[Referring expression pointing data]

--

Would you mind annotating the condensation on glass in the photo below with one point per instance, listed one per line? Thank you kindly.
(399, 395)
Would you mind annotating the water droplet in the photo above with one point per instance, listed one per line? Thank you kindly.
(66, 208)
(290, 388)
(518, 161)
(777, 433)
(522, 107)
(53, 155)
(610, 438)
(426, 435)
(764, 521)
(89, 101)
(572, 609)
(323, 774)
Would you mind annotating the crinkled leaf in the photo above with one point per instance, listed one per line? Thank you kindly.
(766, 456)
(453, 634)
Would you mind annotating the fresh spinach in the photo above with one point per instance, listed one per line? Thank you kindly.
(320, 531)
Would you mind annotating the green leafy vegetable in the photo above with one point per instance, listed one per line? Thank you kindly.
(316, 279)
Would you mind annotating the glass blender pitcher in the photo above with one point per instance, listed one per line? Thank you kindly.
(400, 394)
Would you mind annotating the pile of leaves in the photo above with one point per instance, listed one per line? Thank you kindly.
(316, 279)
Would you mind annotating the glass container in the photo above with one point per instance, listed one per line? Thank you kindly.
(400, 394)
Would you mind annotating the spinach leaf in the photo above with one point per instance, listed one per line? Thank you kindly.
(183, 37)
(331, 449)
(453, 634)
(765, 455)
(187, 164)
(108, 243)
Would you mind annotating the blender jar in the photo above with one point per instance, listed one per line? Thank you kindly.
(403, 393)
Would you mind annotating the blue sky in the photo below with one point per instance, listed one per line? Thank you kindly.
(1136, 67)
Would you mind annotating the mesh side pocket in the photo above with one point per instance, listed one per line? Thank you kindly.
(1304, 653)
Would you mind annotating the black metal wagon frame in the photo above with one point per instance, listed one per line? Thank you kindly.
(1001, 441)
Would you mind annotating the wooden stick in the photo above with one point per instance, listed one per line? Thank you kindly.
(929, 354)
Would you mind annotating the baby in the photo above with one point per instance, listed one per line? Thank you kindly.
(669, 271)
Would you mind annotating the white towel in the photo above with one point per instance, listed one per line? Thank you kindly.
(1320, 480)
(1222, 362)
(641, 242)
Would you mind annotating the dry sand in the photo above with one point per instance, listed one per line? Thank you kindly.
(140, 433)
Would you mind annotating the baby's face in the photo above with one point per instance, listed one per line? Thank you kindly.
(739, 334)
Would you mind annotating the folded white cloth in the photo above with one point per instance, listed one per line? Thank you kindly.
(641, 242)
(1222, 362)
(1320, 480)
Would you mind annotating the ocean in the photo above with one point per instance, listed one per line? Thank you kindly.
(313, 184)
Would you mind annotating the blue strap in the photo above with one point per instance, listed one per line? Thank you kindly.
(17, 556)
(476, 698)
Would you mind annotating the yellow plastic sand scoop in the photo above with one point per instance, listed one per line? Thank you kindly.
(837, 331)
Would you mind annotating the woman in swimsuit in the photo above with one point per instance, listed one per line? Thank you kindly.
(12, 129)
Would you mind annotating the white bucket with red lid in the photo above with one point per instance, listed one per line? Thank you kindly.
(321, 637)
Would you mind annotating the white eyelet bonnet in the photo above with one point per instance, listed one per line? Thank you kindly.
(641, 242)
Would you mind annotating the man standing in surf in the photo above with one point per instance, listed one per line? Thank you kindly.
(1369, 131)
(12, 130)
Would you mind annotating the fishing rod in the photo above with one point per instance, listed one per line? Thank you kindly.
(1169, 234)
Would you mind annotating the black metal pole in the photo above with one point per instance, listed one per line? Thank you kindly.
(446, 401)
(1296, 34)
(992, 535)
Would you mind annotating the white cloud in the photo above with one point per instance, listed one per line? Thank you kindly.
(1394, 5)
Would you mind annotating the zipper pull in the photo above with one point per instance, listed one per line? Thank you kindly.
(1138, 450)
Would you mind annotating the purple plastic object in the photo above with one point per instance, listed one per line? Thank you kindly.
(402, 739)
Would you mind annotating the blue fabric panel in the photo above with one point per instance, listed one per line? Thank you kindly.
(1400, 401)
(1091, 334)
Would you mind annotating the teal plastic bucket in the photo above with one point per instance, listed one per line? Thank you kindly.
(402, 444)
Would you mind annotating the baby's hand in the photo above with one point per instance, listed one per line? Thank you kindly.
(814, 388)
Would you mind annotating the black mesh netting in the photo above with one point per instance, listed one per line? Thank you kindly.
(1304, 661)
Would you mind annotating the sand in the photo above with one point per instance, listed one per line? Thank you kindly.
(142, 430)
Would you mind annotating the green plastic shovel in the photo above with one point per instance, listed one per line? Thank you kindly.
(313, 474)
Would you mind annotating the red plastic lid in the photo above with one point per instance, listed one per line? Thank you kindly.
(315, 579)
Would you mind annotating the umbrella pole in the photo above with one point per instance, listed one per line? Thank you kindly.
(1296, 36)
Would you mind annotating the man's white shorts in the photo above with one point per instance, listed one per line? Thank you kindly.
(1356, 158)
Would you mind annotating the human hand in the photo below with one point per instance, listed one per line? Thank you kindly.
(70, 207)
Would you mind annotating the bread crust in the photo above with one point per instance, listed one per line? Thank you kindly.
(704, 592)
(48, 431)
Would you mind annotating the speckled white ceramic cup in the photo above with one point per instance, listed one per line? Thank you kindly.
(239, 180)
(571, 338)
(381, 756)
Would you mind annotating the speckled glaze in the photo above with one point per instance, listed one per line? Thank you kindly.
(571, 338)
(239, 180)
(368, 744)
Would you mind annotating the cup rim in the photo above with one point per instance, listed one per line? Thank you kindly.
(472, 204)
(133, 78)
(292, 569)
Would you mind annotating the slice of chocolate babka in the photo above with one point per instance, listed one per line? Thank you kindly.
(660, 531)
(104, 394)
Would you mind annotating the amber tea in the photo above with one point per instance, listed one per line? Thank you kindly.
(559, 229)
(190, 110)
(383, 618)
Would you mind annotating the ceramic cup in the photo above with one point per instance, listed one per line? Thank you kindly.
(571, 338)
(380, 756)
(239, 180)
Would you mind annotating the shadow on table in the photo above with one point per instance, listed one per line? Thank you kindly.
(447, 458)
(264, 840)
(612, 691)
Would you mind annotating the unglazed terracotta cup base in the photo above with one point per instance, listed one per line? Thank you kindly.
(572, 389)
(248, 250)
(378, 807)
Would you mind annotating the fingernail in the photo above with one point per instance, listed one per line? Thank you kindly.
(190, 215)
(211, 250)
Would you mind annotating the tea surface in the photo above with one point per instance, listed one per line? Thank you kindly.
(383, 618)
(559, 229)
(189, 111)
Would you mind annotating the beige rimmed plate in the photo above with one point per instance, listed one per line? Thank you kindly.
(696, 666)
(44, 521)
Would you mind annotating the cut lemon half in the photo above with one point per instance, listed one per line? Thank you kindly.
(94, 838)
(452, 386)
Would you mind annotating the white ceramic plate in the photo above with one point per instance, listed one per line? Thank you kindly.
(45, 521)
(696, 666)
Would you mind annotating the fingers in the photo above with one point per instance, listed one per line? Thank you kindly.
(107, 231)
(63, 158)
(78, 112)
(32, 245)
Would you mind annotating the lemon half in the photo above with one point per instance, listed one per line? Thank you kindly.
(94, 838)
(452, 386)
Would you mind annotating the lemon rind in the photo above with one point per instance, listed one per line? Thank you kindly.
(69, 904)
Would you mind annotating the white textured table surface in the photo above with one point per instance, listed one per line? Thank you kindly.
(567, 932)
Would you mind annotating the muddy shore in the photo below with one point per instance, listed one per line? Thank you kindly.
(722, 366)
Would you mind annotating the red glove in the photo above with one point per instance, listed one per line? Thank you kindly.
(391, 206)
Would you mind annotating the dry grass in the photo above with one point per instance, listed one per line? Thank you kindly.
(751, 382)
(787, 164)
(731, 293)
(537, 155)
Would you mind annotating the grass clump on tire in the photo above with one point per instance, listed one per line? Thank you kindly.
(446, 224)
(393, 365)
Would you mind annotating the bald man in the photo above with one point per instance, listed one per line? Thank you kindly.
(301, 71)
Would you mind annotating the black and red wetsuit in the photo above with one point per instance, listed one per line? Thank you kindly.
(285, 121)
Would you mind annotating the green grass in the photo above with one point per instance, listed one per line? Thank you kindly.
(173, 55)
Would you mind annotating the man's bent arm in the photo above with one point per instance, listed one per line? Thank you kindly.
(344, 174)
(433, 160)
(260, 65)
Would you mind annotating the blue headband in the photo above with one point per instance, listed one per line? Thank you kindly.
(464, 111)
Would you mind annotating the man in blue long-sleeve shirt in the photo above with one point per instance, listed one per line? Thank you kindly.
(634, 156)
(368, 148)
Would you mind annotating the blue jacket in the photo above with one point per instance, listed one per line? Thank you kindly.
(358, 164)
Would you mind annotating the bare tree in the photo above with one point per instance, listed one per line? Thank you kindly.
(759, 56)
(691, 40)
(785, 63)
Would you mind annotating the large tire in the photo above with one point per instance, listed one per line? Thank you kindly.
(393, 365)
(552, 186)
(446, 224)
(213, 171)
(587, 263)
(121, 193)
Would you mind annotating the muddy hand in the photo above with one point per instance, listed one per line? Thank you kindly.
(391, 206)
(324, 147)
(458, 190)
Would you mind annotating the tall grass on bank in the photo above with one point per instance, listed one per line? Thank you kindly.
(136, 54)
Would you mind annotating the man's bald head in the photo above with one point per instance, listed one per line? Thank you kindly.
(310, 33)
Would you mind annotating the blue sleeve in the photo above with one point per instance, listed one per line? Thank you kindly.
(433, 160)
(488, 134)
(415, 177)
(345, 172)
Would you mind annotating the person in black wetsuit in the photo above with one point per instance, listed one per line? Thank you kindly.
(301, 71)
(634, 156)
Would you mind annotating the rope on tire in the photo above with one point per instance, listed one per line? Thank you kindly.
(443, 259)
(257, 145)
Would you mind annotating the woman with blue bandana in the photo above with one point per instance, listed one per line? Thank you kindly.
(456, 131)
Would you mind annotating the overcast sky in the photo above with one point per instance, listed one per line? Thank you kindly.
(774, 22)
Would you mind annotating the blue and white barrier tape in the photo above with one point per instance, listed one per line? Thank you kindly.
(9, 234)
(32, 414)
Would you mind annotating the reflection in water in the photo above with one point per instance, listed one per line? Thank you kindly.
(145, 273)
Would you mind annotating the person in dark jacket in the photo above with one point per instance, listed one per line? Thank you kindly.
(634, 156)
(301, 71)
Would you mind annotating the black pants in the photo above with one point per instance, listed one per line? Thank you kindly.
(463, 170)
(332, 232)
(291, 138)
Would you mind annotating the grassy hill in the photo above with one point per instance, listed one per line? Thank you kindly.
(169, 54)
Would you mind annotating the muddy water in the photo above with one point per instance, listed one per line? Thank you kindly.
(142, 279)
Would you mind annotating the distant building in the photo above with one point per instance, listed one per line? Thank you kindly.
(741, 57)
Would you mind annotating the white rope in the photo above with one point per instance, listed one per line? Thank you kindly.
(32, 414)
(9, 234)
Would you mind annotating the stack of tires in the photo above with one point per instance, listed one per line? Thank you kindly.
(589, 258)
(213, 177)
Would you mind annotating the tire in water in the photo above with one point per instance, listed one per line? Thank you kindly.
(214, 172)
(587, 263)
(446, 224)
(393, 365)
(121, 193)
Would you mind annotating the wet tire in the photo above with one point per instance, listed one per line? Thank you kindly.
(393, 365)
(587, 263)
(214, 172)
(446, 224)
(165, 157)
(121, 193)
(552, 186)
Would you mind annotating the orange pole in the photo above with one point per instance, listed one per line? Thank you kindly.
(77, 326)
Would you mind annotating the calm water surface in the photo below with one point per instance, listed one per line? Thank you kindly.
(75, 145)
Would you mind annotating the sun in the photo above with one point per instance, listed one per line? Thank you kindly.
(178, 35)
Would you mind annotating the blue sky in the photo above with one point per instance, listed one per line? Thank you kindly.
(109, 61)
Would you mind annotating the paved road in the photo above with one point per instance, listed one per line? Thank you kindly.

--

— Task —
Starting at the line that contains "Would you mind annotating the distant", retype each remaining line of the records exactly; that line and the last line are both included.

— Response —
Would you mind annotating the distant building in the photo above with one point per instance, listed one per line? Thank you kindly.
(741, 57)
Would you mind annotating the white rope in the photo above with one point per instance, listed one per line? Thank you kindly.
(32, 414)
(9, 234)
Would you mind annotating the stack of tires in the photo above with one point per instance, listed one per line? Thank you kindly.
(589, 258)
(213, 177)
Would you mind annotating the tire in water in the photo above with one point per instance, listed one per line? Thank you kindly.
(214, 172)
(587, 263)
(446, 224)
(393, 365)
(121, 193)
Would you mind annotating the wet tire in the photo above with one point per instance, listed one per line? Thank you kindly.
(393, 365)
(587, 263)
(214, 172)
(446, 224)
(165, 157)
(121, 193)
(552, 186)
Would you mind annotating the orange pole in the photo above with one point per instance, listed one per line? Thank you kindly.
(77, 326)
Would you mind annotating the calm water surface in the photo below with one point per instance, listed one per line? Thank you kindly.
(75, 145)
Would you mind annotating the sun in the photo above with one point per instance, listed one per line? Thank you kindly.
(178, 35)
Would you mind annotating the blue sky in the photo above with one point per instance, listed one per line? Thank you kindly.
(109, 61)
Would you mind annotating the paved road in the photo above with one point per instance, listed one per line? Thank you kindly.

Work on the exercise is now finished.